(Stored items from a collection)
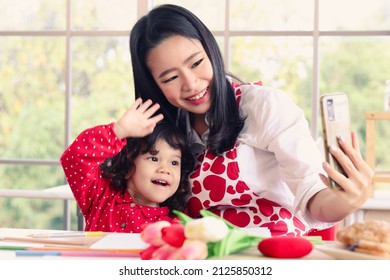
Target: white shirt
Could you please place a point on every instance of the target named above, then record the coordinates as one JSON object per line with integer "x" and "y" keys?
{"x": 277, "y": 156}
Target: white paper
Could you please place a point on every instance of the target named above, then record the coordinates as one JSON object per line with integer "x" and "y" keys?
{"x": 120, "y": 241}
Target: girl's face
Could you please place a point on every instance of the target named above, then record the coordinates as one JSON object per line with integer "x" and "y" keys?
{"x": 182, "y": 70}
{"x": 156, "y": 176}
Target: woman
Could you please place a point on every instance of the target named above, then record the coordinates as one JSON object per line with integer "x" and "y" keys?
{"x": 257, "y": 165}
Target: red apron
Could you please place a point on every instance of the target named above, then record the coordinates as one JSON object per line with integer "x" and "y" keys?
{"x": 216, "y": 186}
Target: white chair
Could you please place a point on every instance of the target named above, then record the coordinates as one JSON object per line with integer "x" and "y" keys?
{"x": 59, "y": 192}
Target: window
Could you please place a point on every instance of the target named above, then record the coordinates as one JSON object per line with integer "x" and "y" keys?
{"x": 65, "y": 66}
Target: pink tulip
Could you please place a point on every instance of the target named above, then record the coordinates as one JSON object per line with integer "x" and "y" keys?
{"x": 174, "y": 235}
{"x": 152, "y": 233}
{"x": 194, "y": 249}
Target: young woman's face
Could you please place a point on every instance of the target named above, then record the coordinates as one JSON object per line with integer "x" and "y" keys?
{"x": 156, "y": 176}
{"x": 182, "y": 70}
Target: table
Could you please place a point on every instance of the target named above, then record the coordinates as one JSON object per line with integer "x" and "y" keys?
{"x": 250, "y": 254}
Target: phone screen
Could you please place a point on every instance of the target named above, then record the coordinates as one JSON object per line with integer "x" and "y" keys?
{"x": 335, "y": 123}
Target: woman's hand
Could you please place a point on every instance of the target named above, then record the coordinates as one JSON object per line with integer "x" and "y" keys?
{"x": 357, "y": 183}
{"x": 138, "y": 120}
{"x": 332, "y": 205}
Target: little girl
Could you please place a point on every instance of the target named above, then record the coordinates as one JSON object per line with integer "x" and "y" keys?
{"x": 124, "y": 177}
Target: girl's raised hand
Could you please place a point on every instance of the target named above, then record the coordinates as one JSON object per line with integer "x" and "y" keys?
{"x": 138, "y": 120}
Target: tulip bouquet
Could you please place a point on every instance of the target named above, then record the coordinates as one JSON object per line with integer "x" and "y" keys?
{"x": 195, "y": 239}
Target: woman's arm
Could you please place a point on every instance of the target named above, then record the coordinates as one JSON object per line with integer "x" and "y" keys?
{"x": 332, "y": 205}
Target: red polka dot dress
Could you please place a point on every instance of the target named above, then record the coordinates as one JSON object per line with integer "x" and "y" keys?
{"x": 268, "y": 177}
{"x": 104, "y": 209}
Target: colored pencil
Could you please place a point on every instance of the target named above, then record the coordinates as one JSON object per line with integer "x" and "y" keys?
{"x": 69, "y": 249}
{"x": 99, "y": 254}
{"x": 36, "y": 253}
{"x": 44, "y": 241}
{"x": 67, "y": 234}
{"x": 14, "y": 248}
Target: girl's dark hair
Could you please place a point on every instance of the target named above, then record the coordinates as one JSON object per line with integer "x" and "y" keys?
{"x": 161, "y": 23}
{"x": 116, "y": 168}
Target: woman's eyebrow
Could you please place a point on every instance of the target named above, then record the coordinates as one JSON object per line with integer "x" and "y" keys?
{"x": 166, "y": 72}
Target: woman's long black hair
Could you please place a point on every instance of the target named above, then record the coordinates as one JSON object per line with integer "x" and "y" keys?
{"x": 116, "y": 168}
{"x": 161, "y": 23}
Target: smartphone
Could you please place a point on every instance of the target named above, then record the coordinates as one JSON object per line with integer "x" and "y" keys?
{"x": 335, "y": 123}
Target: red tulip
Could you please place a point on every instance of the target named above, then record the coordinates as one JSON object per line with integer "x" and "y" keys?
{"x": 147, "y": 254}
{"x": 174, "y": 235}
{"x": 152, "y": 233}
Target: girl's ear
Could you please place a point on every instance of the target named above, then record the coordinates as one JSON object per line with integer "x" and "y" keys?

▶ **Problem**:
Make an exact copy of the data above, pictures excluded.

▶ **Written solution**:
Target: white shirt
Could you please place a point on every instance of the target named above, then record the coordinates as one JSON object per line with integer "x" and "y" keys?
{"x": 277, "y": 156}
Target: white paper
Could you please place a point on every instance of the target named above, then record the coordinates as one JSON object per line with integer "x" and "y" keys?
{"x": 120, "y": 241}
Target: girl's face
Could you please place a point on every instance of the target named above, then record the coordinates as one JSON object per line with integer "x" and "y" keys?
{"x": 182, "y": 70}
{"x": 156, "y": 176}
Target: woman
Could you please place a point on every instance of the target named above, then record the coordinates as one JSON object per line with integer "x" and "y" keys?
{"x": 257, "y": 165}
Target: red apron
Could you please place a point on every instance of the target named above, then record the coordinates as one JSON object per line with integer "x" and "y" keys?
{"x": 216, "y": 186}
Target: white chair
Could you please place a point on every instance of the target named above, then record the coordinates as one JSON object per line with integer "x" and "y" keys?
{"x": 59, "y": 192}
Target: window
Could you please place a point on every instance of the target named above, then record the coordinates as one JSON object per line with integer "x" and "y" keys?
{"x": 65, "y": 66}
Target: pink tulip
Could you please place a point on every instance of the target named above, then record the coordinates as one JSON object per line with integer "x" and "y" keys?
{"x": 174, "y": 235}
{"x": 152, "y": 233}
{"x": 194, "y": 249}
Target: young woman's face
Could you please place a point on every instance of the target named above, then record the coordinates as one JSON object per line with integer "x" and "y" keys?
{"x": 156, "y": 176}
{"x": 182, "y": 70}
Target: table
Could you please place a point on every instance of the target named above, then record the coordinates as one JSON object per line with integer "x" and "y" keys?
{"x": 250, "y": 254}
Target: phone screen
Could you please place a point on every instance of the target named above, then record the coordinates as one JSON object per line with integer "x" and "y" keys?
{"x": 335, "y": 123}
Target: woman's hand
Could you please place a point on every instance of the target named above, then record the coordinates as one JSON object per line with integer "x" and "y" keys?
{"x": 357, "y": 183}
{"x": 138, "y": 120}
{"x": 332, "y": 205}
Target: little girl
Could you please place a point on every instance of the target named above, then record the coordinates as one JSON object per line with integer "x" and "y" keys?
{"x": 124, "y": 177}
Target: girl's raised hand
Could you please place a point on every instance of the target named above, then record the coordinates as one JSON object per line with integer "x" and "y" keys?
{"x": 138, "y": 120}
Target: tulip bouquet
Could you please place a point on every instance of the target named above, then record the coordinates as one JSON object per line with integer "x" and "y" keys?
{"x": 195, "y": 239}
Target: woman's arm
Could you please place a point on every instance of the target named above, then record the coordinates as one JSON object per line with integer "x" and "y" keys?
{"x": 332, "y": 205}
Target: red polka dot dress
Could you please place a point on every instance of the target named above, then record the coordinates as one JSON object per line with integer "x" and "y" keys?
{"x": 268, "y": 177}
{"x": 104, "y": 209}
Target: colored pencil
Could you please place a point on every instance of the target named above, then record the coordinates as one JSON object per line with integer "x" and "y" keys?
{"x": 69, "y": 249}
{"x": 99, "y": 254}
{"x": 36, "y": 253}
{"x": 44, "y": 241}
{"x": 67, "y": 234}
{"x": 14, "y": 248}
Target: girl's dark hair
Could you please place a point on every instance of the target named above, then record the coordinates as one JSON object per line with integer "x" and "y" keys?
{"x": 161, "y": 23}
{"x": 116, "y": 168}
Target: woman's eyebrow
Could you please place a point on every instance of the target named above, then record the coordinates as one JSON object per line with integer "x" and "y" keys?
{"x": 166, "y": 72}
Target: woman's long black hair
Could you please place a point on every instance of the target named above, then record the coordinates as one JSON object per line with integer "x" and "y" keys?
{"x": 116, "y": 168}
{"x": 161, "y": 23}
Target: smartphone
Could you please place a point on every instance of the target named above, then record the coordinates as one JSON object per line with integer "x" and "y" keys?
{"x": 335, "y": 123}
Target: red tulip
Could you please place a point on every instance of the target named above, then record the coordinates as one JSON object per line with integer "x" and "y" keys?
{"x": 147, "y": 254}
{"x": 174, "y": 235}
{"x": 152, "y": 233}
Target: girl's ear
Could you please place a point on every instance of the target named above, then record the coordinates as one JSON object per line with integer "x" and "y" keys?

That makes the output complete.